Data for the task:
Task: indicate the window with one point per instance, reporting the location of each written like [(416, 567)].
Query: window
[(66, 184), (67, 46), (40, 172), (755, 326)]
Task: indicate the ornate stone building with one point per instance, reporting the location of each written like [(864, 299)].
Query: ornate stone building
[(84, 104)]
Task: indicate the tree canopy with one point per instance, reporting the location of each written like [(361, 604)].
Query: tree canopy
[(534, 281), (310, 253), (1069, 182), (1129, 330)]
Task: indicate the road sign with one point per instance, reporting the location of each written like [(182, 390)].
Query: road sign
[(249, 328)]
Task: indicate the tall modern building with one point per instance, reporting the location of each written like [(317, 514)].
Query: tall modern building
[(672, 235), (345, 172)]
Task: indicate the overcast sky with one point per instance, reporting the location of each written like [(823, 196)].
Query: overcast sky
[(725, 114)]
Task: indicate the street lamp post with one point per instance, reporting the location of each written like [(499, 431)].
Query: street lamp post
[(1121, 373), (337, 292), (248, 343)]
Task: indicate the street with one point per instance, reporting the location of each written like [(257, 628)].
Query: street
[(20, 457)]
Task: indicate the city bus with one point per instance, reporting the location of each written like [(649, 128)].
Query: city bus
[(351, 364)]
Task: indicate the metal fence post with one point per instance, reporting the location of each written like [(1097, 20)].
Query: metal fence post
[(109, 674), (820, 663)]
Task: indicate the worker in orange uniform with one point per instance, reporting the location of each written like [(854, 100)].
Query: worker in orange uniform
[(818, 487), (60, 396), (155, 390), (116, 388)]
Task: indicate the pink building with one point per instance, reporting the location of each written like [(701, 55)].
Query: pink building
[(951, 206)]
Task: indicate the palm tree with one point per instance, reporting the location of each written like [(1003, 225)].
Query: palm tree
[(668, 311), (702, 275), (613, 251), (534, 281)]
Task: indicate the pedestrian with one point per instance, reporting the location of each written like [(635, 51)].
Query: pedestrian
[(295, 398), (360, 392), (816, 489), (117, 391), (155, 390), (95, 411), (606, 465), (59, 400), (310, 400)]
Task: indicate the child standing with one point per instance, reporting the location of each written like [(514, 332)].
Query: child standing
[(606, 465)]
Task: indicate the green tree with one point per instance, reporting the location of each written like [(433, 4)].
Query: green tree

The exercise:
Convert the rows above into a JSON list of strings, with one string for each line and no blank lines.

Expected answer:
[
  "Task: indicate the window with one point per instance, reporting the location of each written like [(416, 567)].",
  "Query: window",
  "[(66, 184), (67, 46), (40, 172), (755, 326)]",
  "Task: indicate the ornate stone building with one point per instance, reporting the location of each written like [(864, 299)].",
  "Query: ornate stone building",
  "[(84, 104)]",
  "Task: indicate the tree canopy with one point per instance, reporting the location of each written like [(361, 604)].",
  "Query: tree canopy",
  "[(534, 281), (310, 253), (1069, 182), (1129, 330)]",
  "Task: indicate the road sign with one point per instance, reporting the location of each written like [(182, 390)].",
  "Query: road sign",
  "[(249, 328)]",
  "Task: indicate the tall modern building with one point per instance, reporting the location of each written like [(317, 514)].",
  "Query: tall modern building",
  "[(672, 235), (345, 172)]",
  "Task: indicate the overcast sky with one point per instance, reporting the location of each written like [(823, 196)].",
  "Query: overcast sky",
  "[(725, 114)]",
  "Task: indicate the street lamp post with one point per instance, reporting the location of each written like [(499, 431)].",
  "Query: street lamp post",
  "[(1121, 373), (337, 292), (248, 343)]",
  "Task: indicate the street with one point per instance, reporting the location of each written like [(257, 628)].",
  "Query: street",
  "[(20, 457)]",
  "Task: indicate the city bus with one point per instance, reporting the location of each written like [(649, 128)].",
  "Query: city bus",
  "[(351, 364)]",
  "Task: indicate the metal fence post with one point per instance, reporting the location of each written like [(1097, 20)].",
  "Query: metal fence post",
  "[(109, 674), (820, 663)]",
  "Task: indicate the worker in orange uniform with one point per instance, reporting the location of each written like [(854, 100)].",
  "Query: worker in orange uniform",
  "[(818, 487), (60, 396), (155, 390), (116, 388)]",
  "Task: indicate the pink building with one point per instance, reporting the location of each written like [(701, 55)].",
  "Query: pink building",
  "[(951, 206)]",
  "Task: indicate the palm tree with one point per instance, reporting the location of each written like [(1003, 225)].",
  "Query: palm tree",
  "[(668, 311), (702, 275), (613, 251), (534, 281)]",
  "Task: indicate the pedestrian with one point per instance, reporting the location of each written like [(635, 51)].",
  "Query: pedestrian",
  "[(295, 398), (360, 392), (816, 489), (117, 391), (155, 390), (95, 411), (606, 465), (59, 400), (310, 400)]",
  "Task: indicate the child standing with one point per instance, reporting the location of each written like [(514, 332)].",
  "Query: child standing",
  "[(606, 465)]",
  "Task: indicate the green tree with one point per instance, reporting the location of each written like [(433, 4)].",
  "Query: green tree"
]